To do => What's needed is a word-for-word retyping of the entries below, pictures omitted.

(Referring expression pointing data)
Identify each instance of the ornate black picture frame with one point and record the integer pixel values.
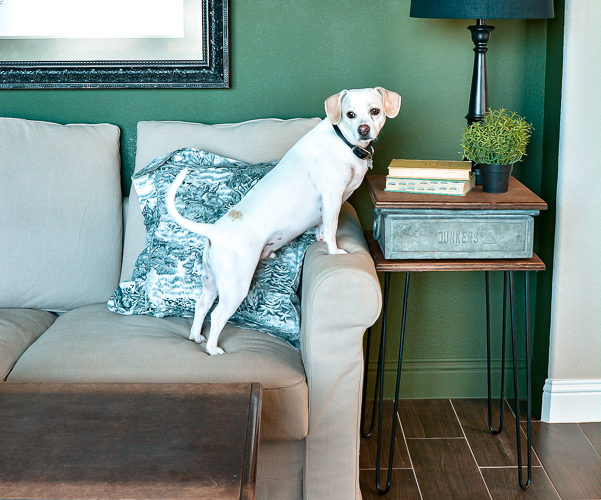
(209, 70)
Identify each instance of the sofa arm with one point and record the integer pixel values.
(340, 299)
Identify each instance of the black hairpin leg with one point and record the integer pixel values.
(515, 380)
(368, 432)
(504, 329)
(380, 386)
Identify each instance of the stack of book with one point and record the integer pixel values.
(453, 178)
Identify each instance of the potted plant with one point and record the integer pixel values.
(495, 144)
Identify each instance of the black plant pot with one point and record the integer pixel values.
(495, 178)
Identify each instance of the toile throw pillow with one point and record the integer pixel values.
(166, 280)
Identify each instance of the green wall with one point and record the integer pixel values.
(287, 56)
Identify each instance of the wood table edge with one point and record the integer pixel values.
(442, 202)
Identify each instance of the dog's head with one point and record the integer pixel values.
(361, 113)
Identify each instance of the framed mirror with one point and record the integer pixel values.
(114, 44)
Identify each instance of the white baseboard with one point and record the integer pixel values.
(573, 400)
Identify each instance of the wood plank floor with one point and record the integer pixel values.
(443, 450)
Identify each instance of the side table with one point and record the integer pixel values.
(518, 198)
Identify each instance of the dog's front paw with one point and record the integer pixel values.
(197, 337)
(213, 350)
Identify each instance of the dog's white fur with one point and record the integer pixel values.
(305, 189)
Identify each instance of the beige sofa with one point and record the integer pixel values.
(65, 246)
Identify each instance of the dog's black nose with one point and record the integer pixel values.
(363, 130)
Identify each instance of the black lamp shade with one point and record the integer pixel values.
(482, 9)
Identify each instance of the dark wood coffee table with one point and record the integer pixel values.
(135, 441)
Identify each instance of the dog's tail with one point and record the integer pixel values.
(195, 227)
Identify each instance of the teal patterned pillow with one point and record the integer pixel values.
(166, 280)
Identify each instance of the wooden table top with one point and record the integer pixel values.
(135, 441)
(412, 265)
(518, 197)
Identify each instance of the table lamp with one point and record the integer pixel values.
(481, 10)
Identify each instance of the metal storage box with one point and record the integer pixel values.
(454, 234)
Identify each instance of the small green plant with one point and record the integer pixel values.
(499, 139)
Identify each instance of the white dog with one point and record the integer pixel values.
(305, 189)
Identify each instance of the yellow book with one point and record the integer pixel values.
(431, 169)
(429, 186)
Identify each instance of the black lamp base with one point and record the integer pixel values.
(478, 96)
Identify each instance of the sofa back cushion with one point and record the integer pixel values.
(255, 141)
(60, 214)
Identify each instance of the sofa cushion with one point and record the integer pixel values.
(255, 141)
(60, 214)
(92, 344)
(167, 277)
(19, 328)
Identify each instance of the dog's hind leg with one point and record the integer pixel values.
(203, 304)
(233, 283)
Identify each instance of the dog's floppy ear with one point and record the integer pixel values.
(333, 106)
(392, 102)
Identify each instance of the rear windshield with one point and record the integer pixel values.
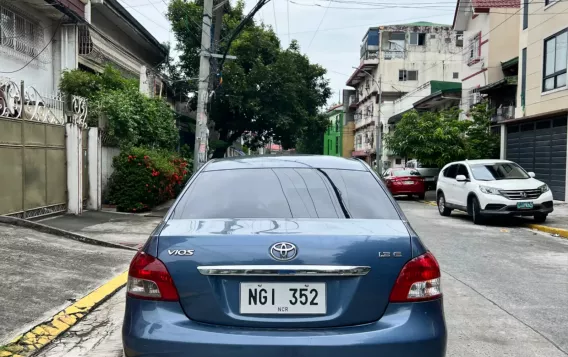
(284, 193)
(406, 173)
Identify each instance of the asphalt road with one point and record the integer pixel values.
(505, 287)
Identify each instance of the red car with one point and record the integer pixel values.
(405, 182)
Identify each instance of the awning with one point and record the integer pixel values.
(359, 74)
(507, 81)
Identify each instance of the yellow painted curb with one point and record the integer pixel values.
(42, 334)
(563, 233)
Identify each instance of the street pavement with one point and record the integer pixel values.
(43, 273)
(505, 291)
(127, 229)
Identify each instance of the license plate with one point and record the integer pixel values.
(525, 205)
(283, 298)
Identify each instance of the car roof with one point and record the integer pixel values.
(285, 161)
(478, 162)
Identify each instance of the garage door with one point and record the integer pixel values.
(540, 146)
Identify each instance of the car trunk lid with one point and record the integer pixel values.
(350, 264)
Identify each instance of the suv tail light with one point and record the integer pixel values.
(149, 279)
(419, 280)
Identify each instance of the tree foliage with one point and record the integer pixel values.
(436, 138)
(267, 91)
(132, 118)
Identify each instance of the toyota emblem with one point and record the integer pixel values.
(283, 251)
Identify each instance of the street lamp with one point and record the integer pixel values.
(378, 125)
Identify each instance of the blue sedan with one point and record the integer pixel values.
(284, 256)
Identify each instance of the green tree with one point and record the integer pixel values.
(436, 138)
(433, 138)
(482, 143)
(269, 91)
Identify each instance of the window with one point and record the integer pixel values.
(284, 193)
(555, 57)
(474, 53)
(451, 171)
(525, 14)
(19, 34)
(336, 145)
(523, 76)
(404, 75)
(462, 170)
(459, 39)
(418, 39)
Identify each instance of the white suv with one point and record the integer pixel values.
(492, 187)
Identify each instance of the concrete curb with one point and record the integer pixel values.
(561, 232)
(43, 334)
(60, 232)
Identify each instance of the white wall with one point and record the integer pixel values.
(107, 154)
(40, 72)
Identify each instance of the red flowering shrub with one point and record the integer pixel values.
(144, 178)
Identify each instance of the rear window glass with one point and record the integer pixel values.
(406, 173)
(284, 193)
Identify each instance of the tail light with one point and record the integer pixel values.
(149, 279)
(419, 280)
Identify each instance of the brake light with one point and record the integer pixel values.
(149, 279)
(419, 280)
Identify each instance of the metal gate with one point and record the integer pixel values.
(540, 146)
(33, 160)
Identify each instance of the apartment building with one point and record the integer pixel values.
(490, 53)
(396, 60)
(536, 136)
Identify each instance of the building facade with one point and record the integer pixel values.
(489, 53)
(536, 136)
(333, 137)
(396, 60)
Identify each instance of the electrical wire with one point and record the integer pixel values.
(321, 21)
(40, 52)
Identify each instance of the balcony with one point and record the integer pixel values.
(503, 113)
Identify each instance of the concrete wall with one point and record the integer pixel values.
(544, 21)
(38, 74)
(497, 45)
(107, 154)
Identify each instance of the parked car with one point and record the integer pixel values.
(430, 174)
(405, 182)
(284, 256)
(492, 188)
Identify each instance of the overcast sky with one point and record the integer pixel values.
(329, 37)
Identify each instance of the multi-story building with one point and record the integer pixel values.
(490, 54)
(395, 60)
(332, 139)
(536, 136)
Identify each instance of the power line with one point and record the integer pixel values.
(321, 21)
(40, 52)
(274, 11)
(288, 16)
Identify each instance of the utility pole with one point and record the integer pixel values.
(379, 133)
(201, 130)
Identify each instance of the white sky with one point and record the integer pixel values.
(336, 45)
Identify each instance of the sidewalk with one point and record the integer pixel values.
(127, 229)
(43, 273)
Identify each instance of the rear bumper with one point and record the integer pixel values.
(511, 210)
(162, 329)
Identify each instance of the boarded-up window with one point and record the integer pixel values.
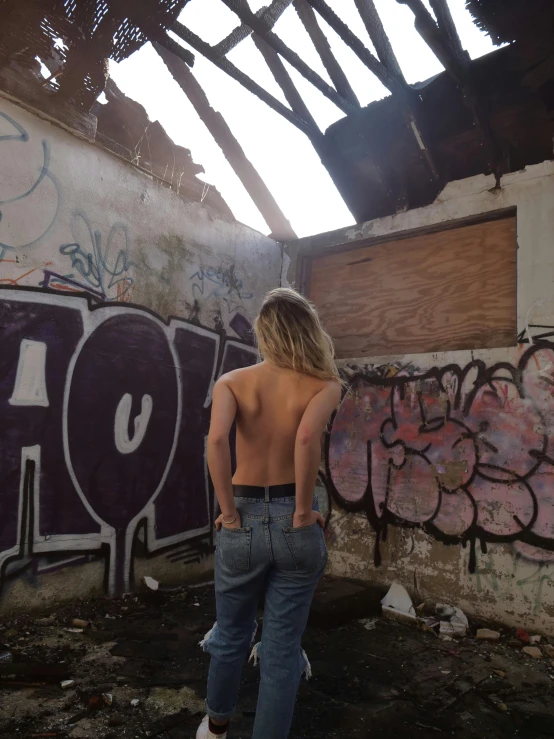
(453, 289)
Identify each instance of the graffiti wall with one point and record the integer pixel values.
(467, 453)
(439, 468)
(120, 304)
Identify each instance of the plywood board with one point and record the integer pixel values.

Answer for the task =>
Identify each instance of the ornate black picture frame with one point and record the integer pixel values.
(209, 70)
Identify each instance of the sofa arm with one point and record the integer pixel values.
(340, 299)
Identify each instance of the black hairpin leg with one point and record the integer pixel values.
(515, 380)
(368, 432)
(504, 329)
(380, 386)
Identify each instance of the stack of book with one point and record the integer pixel values.
(453, 178)
Identify each instance of the potted plant with one point and record the integer pixel values.
(495, 144)
Identify each instance of the black plant pot with one point and record the integer pixel values.
(495, 178)
Identify each instance of the toile throw pillow with one point and record the integer pixel values.
(166, 280)
Identify each instance of the green wall with one point and record the integer pixel values.
(287, 56)
Identify each instance of the wood table edge with one point and record the integer pixel values.
(442, 202)
Identify each instance of the dog's head with one point and record the integer pixel values.
(361, 113)
Identify each instance of the framed mirror with one point and record the integer pixel values.
(114, 44)
Identify each instance of the white baseboard with one point and record the integer pixel values.
(573, 400)
Identify each instance of the wood plank floor with one point and record the integer pixel values.
(443, 450)
Identify each instance of the side table with one point and record the integer pixel values.
(518, 198)
Identify each instance of the dog's front paw with one point and record the integer pixel values.
(197, 337)
(213, 350)
Identify each instance of the dog's white fur with one point and record the integer pixel values.
(305, 189)
Identify each instance of the beige sofa with one point and record the integer pixel values.
(65, 246)
Identify each instance of the dog's black nose with one point and record the integer pixel values.
(363, 130)
Identify each instance of the black lamp shade with one point and record the integer pixel values.
(482, 9)
Identify each instance of the dark wood coffee table with one point and record the integer pixel values.
(135, 441)
Identify each instance of the dog's tail with one point and record the integer pixel values.
(195, 227)
Identify each instance of the teal patterned pillow with one point and record the integer pixel values.
(166, 280)
Identify each instance of the wooden table top with one point and record the integer pixel values.
(135, 441)
(412, 265)
(518, 197)
Identify each instance of the table lamp with one point and record the integer pixel values.
(481, 10)
Identify each instance of the metal storage box with one point and record the integer pixel values.
(454, 234)
Identify each instance of the small green plant with one point and record the integer pixel values.
(499, 139)
Identify each instance of the white dog with one point and record the integer pixel values.
(305, 189)
Identify each instance of the yellow book with one point and record the integer pixel values.
(431, 169)
(429, 186)
Identify each instance of the black lamp base with one point and record the integer pixel values.
(478, 96)
Identify each instance of the sofa back cushion with one point and record the integer pixel values.
(255, 141)
(60, 214)
Identify each instance of the sofa cushion with one point and record the integer pixel values.
(255, 141)
(60, 214)
(92, 344)
(167, 277)
(19, 328)
Identify each instance of the dog's hind leg with one point and record the integer pixel values.
(203, 304)
(233, 283)
Identify each instance of the dog's floppy ear with one point and record the integer pixel values.
(333, 106)
(392, 102)
Identify each instance of the rear windshield with one point and record the integer pixel values.
(284, 193)
(406, 173)
Identify each instance of the asphalt road with one point and record the integer pixel values.
(505, 287)
Identify each instance of the red car with one point and record the integer pixel values.
(405, 182)
Identify each instance of the awning with one point and record the integer pixel values.
(359, 74)
(507, 81)
Identify each instance of the yellow painted curb with one point and record the integer pixel values.
(42, 334)
(563, 233)
Identify each instance of the street pavement with one point and record the integer pixel values.
(43, 273)
(505, 291)
(127, 229)
Identify each instance of the license plate with one point and record the integer pixel values.
(525, 205)
(283, 298)
Identify each instance of the car roof with one point and record the integer pixel values.
(285, 161)
(478, 162)
Identify each instance of the garage door with one point and record the integer pixel values.
(540, 146)
Identify each instance of the car trunk lid with one point and record the integer pixel values.
(350, 264)
Identify each instance of the suv tail light with one point and record the integer pixel values.
(149, 279)
(419, 280)
Identify each instance of the tree foliage with one point and record the integer pixel values.
(436, 138)
(267, 91)
(132, 118)
Identify each instance of the toyota emblem with one point and record the integer pixel values.
(283, 251)
Identify each instance of the street lamp with one point and record the integer pixel values.
(378, 125)
Identify each instance of the blue sedan with one point and record the integer pixel values.
(284, 256)
Identify each instance of the green tree with one point and record the integer pixel values.
(436, 138)
(433, 138)
(482, 143)
(269, 91)
Identify each instance of the window with one point and record the integer pixel values.
(284, 193)
(555, 57)
(474, 53)
(451, 171)
(525, 14)
(19, 34)
(336, 145)
(523, 76)
(404, 75)
(462, 170)
(459, 39)
(418, 39)
Identify each instance of the white suv with one point and record the integer pixel values.
(492, 187)
Identify each instance of the concrete curb with one point and record the integer pixel values.
(561, 232)
(43, 334)
(60, 232)
Identify each instance of the white wall with one point and record the integer pixel values.
(107, 154)
(40, 72)
Identify each instance of the red flowering shrub with one point and record the integer pixel values.
(144, 178)
Identify each instance of the rear window glass with one point and record the integer pixel values.
(406, 173)
(284, 193)
Identify each instance of the tail light with one point and record the integer pixel values.
(149, 279)
(419, 280)
Identify each instance of the brake light with one point and record the integer pixel values.
(149, 279)
(419, 280)
Identify each instance of the metal gate with one point and record the integer pixel values.
(540, 146)
(33, 160)
Identify each instance of the apartment building with one point and record the integer pixel values.
(490, 53)
(396, 60)
(536, 136)
Identify each instance of the building facade with one point and record the integer pixel values.
(489, 53)
(536, 136)
(333, 137)
(396, 60)
Identify each instance of the electrical wire with one point and record the integer pixel values.
(321, 21)
(40, 52)
Identify each instance of the balcony with one point and record the integer pixel values.
(503, 113)
Identify each instance of the concrete wall with one point and record the integer pixel values.
(544, 21)
(38, 74)
(497, 45)
(107, 154)
Identify each instance of the parked car with one point and record the integer pixel values.
(430, 174)
(405, 182)
(284, 256)
(492, 188)
Identify each instance of the overcast sky with one point and record the integer pixel values.
(329, 37)
Identify each instance of the multi-story building with one point and record the integer pixel values.
(490, 54)
(395, 60)
(332, 139)
(536, 136)
Identify each instance of the power line with one point and record the integer pixel values.
(321, 21)
(40, 52)
(274, 11)
(288, 16)
Identify each instance of the utility pole with one point and record the integer pixel values.
(379, 133)
(201, 130)
Identify each instance of the white sky with one point and record the integer pixel values.
(336, 45)
Identify each instance of the sidewalk with one point and record the integer pixel values.
(127, 229)
(43, 273)
Identify each instance of the rear bumper with one point and record the integer pixel values.
(511, 210)
(162, 329)
Identify each instance of the boarded-up window with one point and record the integer pixel values.
(453, 289)
Identify each instance of the graffiti wall with one point and record the integer pixel values.
(467, 453)
(439, 468)
(120, 304)
Identify each instance of the plywood board with one point and record the integer pixel values.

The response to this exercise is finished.